== TASK DETAILS ==
Starting from the line containing "Wanted | a point on the passenger", give again every line through the end of the entries, word for word. Pictures stay out of the copy.

== EXERCISE MATERIAL ==
_ _ _ _

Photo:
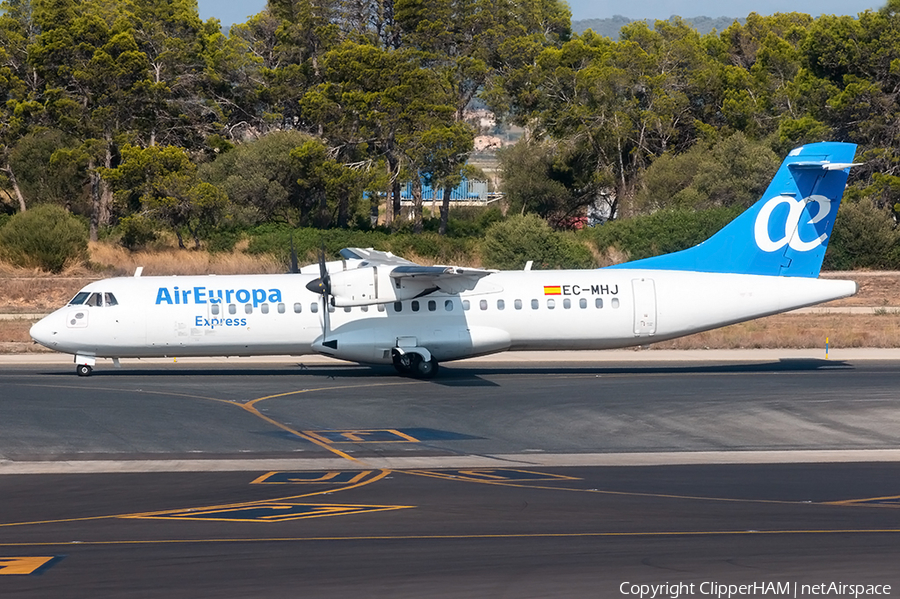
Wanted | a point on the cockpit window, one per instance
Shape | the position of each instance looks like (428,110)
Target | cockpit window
(79,298)
(95,300)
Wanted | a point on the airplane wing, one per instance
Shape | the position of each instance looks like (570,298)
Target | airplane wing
(449,279)
(374,257)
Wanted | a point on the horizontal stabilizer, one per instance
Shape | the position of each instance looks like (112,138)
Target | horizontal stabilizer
(786,232)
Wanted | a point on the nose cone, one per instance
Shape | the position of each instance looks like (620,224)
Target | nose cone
(44,332)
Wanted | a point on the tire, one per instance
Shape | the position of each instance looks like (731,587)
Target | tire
(402,363)
(426,369)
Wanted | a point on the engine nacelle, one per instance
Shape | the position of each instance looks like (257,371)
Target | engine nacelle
(371,285)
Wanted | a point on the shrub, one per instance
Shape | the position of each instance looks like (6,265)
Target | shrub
(137,231)
(662,232)
(46,237)
(511,243)
(863,237)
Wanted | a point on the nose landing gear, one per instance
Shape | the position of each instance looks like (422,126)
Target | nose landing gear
(411,363)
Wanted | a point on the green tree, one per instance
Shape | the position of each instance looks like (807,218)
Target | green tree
(46,237)
(163,184)
(511,243)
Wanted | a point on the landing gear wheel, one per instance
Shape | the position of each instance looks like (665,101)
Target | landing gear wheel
(403,363)
(426,369)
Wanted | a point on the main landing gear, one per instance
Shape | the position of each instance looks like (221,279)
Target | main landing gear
(414,364)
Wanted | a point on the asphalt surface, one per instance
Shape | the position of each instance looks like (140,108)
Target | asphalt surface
(257,479)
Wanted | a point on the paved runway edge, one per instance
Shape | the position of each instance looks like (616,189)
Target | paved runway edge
(524,357)
(9,467)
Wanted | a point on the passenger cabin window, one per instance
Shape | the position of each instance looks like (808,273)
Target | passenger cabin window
(79,298)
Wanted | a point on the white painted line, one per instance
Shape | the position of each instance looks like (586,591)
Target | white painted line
(813,456)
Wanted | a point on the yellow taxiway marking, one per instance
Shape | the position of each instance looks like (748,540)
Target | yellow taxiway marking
(381,474)
(22,566)
(524,535)
(250,406)
(889,501)
(336,477)
(269,511)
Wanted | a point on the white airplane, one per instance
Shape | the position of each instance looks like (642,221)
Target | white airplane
(373,307)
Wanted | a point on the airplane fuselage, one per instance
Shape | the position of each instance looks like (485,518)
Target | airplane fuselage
(510,310)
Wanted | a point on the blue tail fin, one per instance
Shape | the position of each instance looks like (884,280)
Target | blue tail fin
(783,234)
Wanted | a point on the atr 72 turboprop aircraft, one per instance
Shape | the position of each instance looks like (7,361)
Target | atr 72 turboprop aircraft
(373,307)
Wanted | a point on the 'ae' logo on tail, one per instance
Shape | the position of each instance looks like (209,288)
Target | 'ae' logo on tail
(791,224)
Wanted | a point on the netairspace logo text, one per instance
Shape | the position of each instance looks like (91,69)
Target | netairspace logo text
(796,590)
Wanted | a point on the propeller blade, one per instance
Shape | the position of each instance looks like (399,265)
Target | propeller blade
(295,267)
(320,286)
(323,271)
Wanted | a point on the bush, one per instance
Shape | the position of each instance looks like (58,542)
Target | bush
(46,237)
(662,232)
(863,237)
(137,231)
(511,243)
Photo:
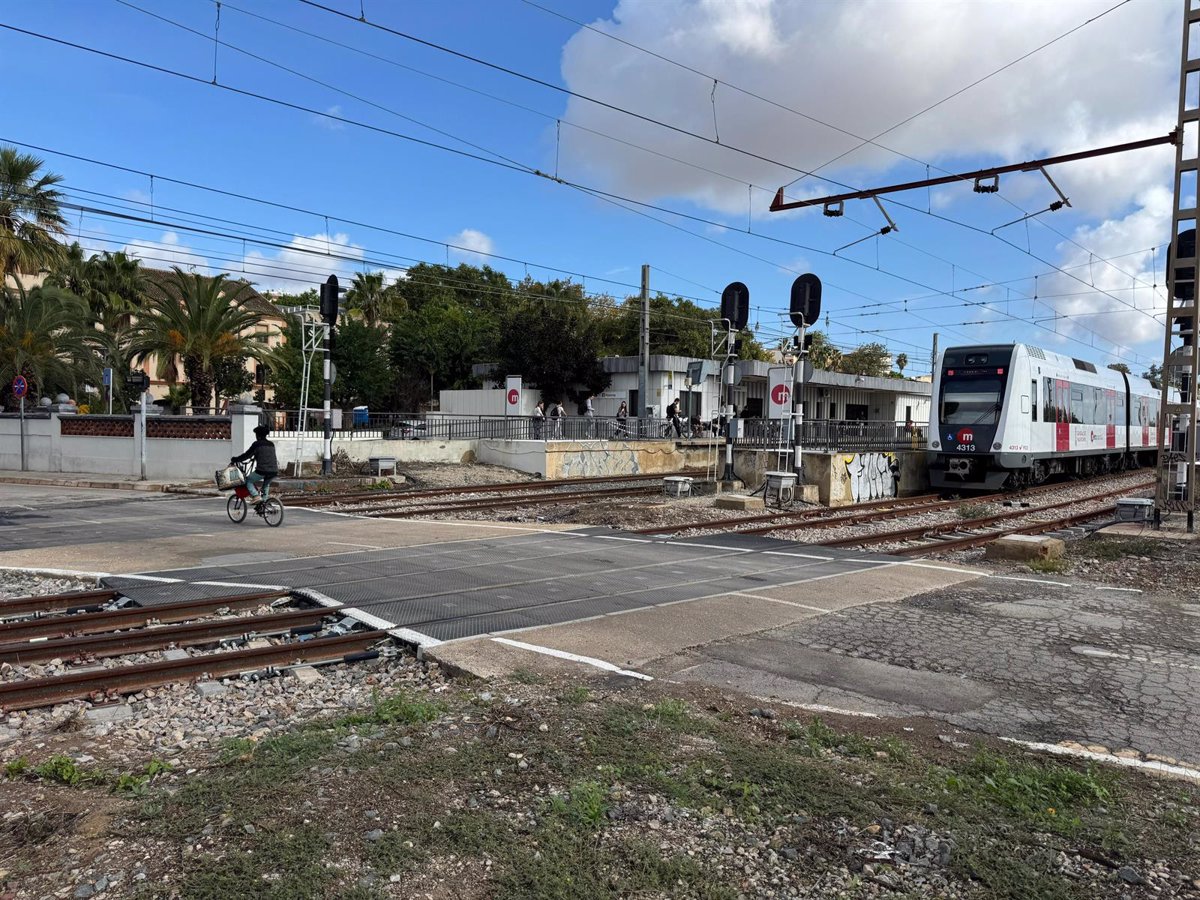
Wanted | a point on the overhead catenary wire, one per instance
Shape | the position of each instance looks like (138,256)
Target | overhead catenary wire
(454,150)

_ _ _ _

== FULL SOLUTION ==
Wanted | a point on the passenger cabin window, one per instance
Shape | the position of each instance looks like (808,273)
Target | passenger cabin window
(79,298)
Wanted | a point on the white painted line, one per instance
Shape | the position of each instance looks like (586,591)
Target | white painted line
(813,456)
Wanted | a point on the yellow taxiway marking, one per instance
Shape | the position of each instance looks like (748,540)
Target | yellow taxiway marking
(381,474)
(22,566)
(524,535)
(250,406)
(889,501)
(336,477)
(269,511)
Wanted | a point on the white airplane, one per instance
Shape | the position of each instance looks like (642,221)
Target | white airplane
(373,307)
Wanted | a point on the airplane fuselage, one per instance
Shape | the position of each instance looks like (485,518)
Target | airplane fuselage
(510,310)
Wanted | a point on the blue tail fin, one per instance
Shape | the position of each instance looks like (884,280)
Target | blue tail fin
(783,234)
Wanted | a point on the atr 72 turboprop aircraft, one per instance
Shape | the position of each instance looks like (7,361)
Target | atr 72 turboprop aircraft
(373,307)
Wanted | a point on the 'ae' logo on tail, one per instance
Shape | the position of each instance looks like (209,288)
Target | 'ae' logo on tail
(791,224)
Wanted | a point on the netairspace logo text, one per instance
Shape | the position of each instance looks like (91,69)
Target | netairspace logo text
(796,590)
Wanted | a point on the propeller blade, one per instance
Shape | the position of each instance looks like (399,265)
Target | propeller blade
(295,267)
(320,286)
(323,271)
Wanted | a point on the bush, one per instance
Shape | the position of each instance looks like (58,542)
Target | bush
(46,237)
(662,232)
(863,237)
(137,231)
(511,243)
Photo:
Wanted | a point on the overhead catenary wire, one per instance
Shape | the position of each instance looks like (138,256)
Target | overhead catenary wire
(454,150)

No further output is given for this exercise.